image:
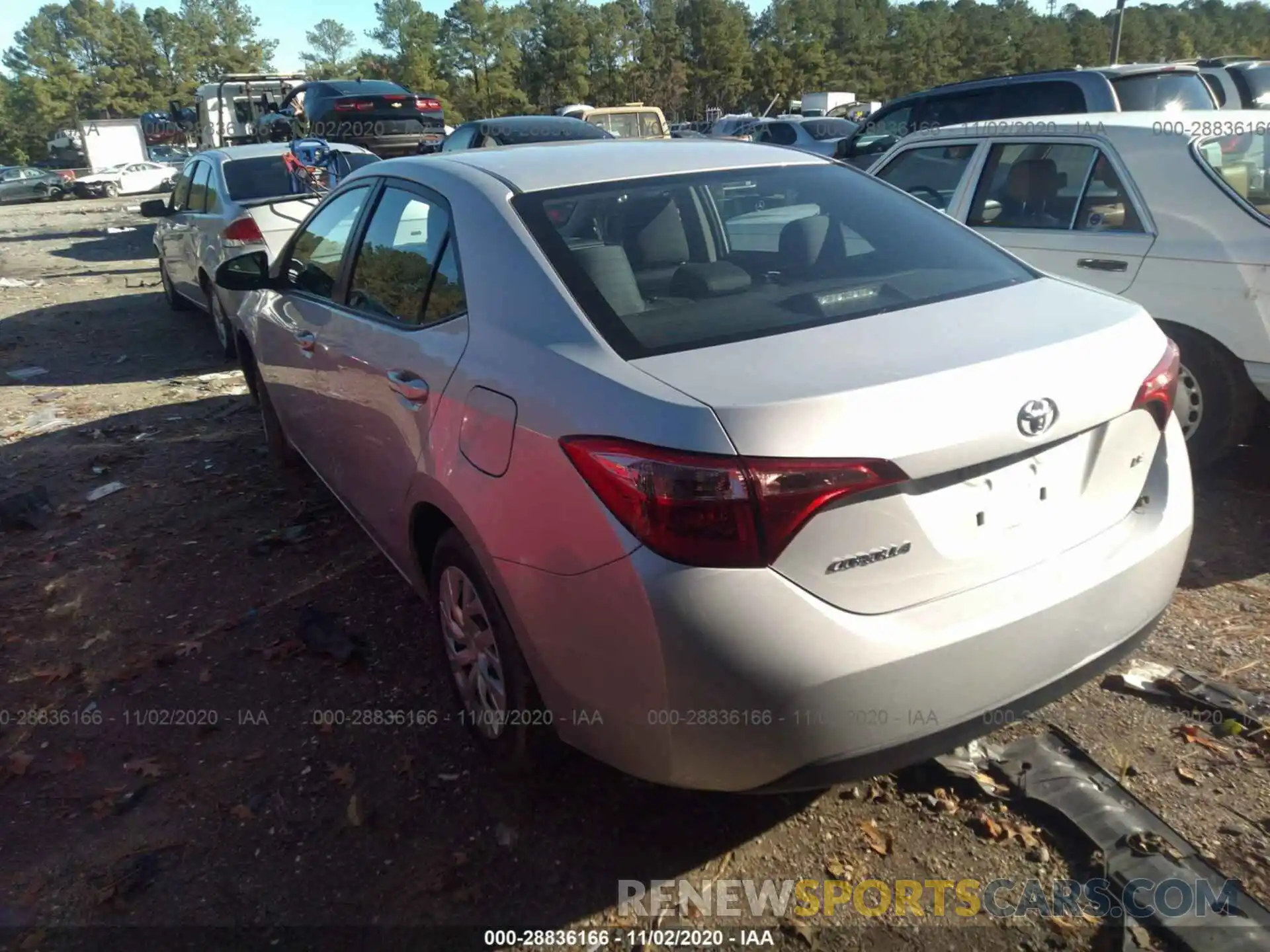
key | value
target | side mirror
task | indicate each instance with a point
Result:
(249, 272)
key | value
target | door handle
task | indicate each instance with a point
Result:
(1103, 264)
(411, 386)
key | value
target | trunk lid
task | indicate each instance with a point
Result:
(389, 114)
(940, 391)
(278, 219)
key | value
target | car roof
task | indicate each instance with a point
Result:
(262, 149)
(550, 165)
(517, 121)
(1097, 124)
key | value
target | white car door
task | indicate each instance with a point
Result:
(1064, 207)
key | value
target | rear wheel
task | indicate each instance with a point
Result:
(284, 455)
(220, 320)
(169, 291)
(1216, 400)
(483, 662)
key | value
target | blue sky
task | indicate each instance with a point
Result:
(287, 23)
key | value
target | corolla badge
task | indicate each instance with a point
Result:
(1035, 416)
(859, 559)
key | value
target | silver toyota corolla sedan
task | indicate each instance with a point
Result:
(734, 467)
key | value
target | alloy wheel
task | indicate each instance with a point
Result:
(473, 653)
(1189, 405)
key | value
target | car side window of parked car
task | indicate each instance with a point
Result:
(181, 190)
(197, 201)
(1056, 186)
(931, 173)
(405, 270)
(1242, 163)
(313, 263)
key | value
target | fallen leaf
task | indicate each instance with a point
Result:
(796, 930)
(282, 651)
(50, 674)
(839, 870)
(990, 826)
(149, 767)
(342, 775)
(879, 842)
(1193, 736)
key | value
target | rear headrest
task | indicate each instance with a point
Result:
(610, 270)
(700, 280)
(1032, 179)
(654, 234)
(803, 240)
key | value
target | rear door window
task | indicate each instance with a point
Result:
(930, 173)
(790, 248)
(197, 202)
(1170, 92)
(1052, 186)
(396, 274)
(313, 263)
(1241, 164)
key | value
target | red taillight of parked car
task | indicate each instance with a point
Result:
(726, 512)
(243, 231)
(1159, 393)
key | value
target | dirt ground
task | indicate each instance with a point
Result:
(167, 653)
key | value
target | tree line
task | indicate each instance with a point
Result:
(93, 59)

-------------------------

Task prompt:
Lines containing the word "rear" must all be returned from the material above.

Answer to the problem:
target | rear wheel
target | rear headrest
target | rear door window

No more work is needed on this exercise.